(Questions):
• A. Summarize the text on pirated game cracks in two sentences.
• B. Reproduce the part of the text on pirated game cracks between "In this case, Brandon" and "to get playing.", inclusive.

(Given text):
________________________

How pirates hook gamers

The story of a guy who just wanted to download a pirated copy of a game but got malware instead. It’s happening more and more often, and we explain why.

Brandon wanted to play a computer game without paying. No fool, he knows where to download games free (without SMS or registration). The Internet is teeming with sites with headings such as “Download pirated games free without viruses.”

Of course, game developers aren’t fools either, and they’ve come up with plenty of methods to fight piracy. But for every cunning developer, there’s sure to be a kindly hacker who can somehow get around the tricks of the trade, upload a crack, and share it online so that others can play free.

In this case, Brandon even knew the name of the crack needed for the game he wanted to play, so he went straight to googling the names of the game and the crack. Google didn’t disappoint. Among the numerous search results, however, Brandon didn’t see a single familiar site offering pirated games and cracks. No matter — he just wanted to get playing.

All sorts of websites with discussion forums — Google Groups, Zendesk, Yahoo! Answers, and others — come in handy in cases like this one, and Google tends to show them above the search results because they are likely to answer user queries. Sure enough, someone was interested in getting this crack before Brandon was, and an obliging user had given a link to a pirate site that had the game and the crack.

Brandon mentally thanked the user and went to the site. Sure enough, he found a link to download the game and a crack for it. He downloaded everything, installed the game from the downloaded image, and ran the crack as directed in the instructions.

The crack seemed to work, but for some reason the game continued to demand activation. Cursing under (and over) his breath, Brandon started to look for a new crack for the game. Meanwhile, the ransomware that had downloaded itself under the guise of being the crack stealthily encrypted the files on his hard drive and prepared itself to deliver a ransom demand.Man gets really mad with his computer because of ransomware

Virus-ridden cracks. Why now more than ever?

There is nothing new about running into malware when using pirated products. Those who avoided paying for software back when protection was weaker remember how their resident antivirus would choke on a Trojan when they were trying to run a crack.

Game-cracking hackers need to eat too, so they make a little extra by turning users’ computers into bots or homes for banking Trojans. The chances of downloading a free game without a virus have always been low. But recently, the likelihood of downloading a malicious program not just with a crack, but instead of it, has shot up.

________________________

(Listed entries):

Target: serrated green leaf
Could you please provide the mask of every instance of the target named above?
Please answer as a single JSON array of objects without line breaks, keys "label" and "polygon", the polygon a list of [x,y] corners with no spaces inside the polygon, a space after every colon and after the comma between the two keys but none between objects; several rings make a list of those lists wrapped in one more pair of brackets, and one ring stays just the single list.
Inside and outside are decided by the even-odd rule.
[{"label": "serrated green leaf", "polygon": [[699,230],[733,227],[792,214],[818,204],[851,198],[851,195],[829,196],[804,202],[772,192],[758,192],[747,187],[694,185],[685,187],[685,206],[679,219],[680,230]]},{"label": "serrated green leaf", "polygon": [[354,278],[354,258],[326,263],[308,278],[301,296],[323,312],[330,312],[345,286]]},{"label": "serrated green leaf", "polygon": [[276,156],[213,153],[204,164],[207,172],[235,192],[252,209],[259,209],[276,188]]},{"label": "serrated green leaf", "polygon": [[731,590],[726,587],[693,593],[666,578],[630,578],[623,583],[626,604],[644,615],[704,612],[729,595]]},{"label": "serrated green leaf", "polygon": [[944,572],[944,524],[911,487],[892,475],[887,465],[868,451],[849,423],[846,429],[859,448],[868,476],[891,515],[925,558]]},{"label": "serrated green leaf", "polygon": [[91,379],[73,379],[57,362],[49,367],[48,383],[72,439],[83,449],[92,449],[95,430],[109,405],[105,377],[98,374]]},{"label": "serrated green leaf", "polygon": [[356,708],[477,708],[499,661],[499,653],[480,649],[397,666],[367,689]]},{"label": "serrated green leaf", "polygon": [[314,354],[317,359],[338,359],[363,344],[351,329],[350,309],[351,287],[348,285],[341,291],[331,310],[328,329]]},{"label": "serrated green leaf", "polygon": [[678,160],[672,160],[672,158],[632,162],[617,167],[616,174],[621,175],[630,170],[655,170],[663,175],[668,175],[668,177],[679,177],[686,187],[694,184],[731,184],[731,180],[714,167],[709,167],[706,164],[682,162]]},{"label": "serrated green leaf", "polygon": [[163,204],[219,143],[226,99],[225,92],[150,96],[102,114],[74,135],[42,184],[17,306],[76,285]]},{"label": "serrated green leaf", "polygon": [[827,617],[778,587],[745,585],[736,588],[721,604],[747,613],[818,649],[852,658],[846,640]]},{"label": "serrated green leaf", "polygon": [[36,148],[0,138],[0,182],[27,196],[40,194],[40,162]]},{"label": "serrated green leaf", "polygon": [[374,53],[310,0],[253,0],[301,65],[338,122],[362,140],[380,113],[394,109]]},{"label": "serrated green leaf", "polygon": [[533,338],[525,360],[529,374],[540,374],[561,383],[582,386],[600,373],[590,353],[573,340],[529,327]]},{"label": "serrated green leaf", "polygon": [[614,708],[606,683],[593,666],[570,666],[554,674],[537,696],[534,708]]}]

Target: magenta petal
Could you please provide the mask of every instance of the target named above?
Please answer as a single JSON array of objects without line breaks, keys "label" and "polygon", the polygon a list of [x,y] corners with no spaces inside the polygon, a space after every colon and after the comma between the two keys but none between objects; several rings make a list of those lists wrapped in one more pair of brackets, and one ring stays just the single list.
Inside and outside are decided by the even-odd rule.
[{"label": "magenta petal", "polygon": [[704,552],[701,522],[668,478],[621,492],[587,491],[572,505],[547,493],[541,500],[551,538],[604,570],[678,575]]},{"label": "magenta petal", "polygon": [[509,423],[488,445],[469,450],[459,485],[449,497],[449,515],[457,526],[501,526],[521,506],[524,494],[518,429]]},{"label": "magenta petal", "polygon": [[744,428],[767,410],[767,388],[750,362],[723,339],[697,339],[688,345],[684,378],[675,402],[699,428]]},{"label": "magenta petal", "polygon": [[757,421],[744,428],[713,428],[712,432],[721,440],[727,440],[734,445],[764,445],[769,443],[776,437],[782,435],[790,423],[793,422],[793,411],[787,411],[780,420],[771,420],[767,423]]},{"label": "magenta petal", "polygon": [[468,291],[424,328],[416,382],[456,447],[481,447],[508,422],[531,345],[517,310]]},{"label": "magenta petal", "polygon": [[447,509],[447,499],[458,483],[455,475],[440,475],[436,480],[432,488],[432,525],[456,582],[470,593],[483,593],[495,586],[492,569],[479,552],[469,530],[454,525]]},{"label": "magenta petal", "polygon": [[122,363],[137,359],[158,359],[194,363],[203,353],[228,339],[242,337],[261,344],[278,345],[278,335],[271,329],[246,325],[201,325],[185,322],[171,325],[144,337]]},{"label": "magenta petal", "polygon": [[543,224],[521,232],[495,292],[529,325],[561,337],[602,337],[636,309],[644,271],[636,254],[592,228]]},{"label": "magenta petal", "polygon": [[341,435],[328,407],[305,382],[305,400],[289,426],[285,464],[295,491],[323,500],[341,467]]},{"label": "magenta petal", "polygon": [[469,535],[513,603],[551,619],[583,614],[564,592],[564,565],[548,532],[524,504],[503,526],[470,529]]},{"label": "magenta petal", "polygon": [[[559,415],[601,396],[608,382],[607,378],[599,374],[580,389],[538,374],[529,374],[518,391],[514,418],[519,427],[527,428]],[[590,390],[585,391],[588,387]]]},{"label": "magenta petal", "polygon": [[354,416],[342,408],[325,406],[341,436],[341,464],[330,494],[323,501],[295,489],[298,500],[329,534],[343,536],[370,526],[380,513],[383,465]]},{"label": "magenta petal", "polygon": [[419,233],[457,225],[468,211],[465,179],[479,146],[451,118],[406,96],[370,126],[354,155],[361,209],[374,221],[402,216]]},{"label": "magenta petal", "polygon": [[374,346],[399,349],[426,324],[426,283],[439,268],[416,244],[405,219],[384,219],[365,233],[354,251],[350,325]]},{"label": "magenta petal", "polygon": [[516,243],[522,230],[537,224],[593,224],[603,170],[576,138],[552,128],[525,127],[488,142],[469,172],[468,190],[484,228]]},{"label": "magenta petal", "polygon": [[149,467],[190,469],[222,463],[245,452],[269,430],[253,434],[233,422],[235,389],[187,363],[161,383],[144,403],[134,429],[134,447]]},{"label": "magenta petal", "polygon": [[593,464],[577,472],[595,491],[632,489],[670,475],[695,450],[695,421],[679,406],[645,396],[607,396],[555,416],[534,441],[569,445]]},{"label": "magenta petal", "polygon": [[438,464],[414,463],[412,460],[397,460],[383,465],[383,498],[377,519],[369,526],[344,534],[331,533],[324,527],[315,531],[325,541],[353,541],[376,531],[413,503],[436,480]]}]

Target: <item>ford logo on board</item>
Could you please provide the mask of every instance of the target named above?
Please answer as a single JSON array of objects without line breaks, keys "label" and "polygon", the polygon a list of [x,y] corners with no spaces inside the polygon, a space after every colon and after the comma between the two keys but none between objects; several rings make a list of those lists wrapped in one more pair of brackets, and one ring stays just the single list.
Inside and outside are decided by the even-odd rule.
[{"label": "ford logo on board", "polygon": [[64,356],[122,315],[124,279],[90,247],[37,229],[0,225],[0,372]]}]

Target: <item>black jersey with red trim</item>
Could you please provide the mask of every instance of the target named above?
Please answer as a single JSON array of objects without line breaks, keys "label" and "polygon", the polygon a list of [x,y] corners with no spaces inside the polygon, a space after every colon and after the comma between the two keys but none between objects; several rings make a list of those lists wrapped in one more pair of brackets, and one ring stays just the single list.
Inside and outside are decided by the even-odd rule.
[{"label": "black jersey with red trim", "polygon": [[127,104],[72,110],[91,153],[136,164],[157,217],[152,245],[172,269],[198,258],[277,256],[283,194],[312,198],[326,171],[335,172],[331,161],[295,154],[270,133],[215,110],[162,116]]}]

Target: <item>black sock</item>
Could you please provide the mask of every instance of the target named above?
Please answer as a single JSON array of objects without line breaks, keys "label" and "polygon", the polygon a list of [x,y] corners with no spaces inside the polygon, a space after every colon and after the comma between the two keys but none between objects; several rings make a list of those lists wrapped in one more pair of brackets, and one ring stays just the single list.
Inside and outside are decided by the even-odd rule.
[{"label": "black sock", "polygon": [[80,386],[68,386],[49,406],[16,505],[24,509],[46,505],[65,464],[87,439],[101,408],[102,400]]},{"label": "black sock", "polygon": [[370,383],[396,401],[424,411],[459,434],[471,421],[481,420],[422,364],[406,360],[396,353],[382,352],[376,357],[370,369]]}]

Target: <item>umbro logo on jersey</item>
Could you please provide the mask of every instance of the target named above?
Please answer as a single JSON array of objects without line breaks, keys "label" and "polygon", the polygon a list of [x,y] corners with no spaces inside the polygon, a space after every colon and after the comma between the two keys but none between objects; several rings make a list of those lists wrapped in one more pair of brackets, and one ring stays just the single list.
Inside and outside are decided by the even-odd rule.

________________________

(Solutions for each task):
• A. Brandon, wanting to play a game without paying, searched for its crack, followed a forum user's link to a pirate site, and ran the crack he downloaded there. That file was ransomware that encrypted the files on his hard drive, and while malware in pirated products is nothing new, the likelihood of downloading a malicious program instead of a crack has recently shot up.

• B.
In this case, Brandon even knew the name of the crack needed for the game he wanted to play, so he went straight to googling the names of the game and the crack. Google didn’t disappoint. Among the numerous search results, however, Brandon didn’t see a single familiar site offering pirated games and cracks. No matter — he just wanted to get playing.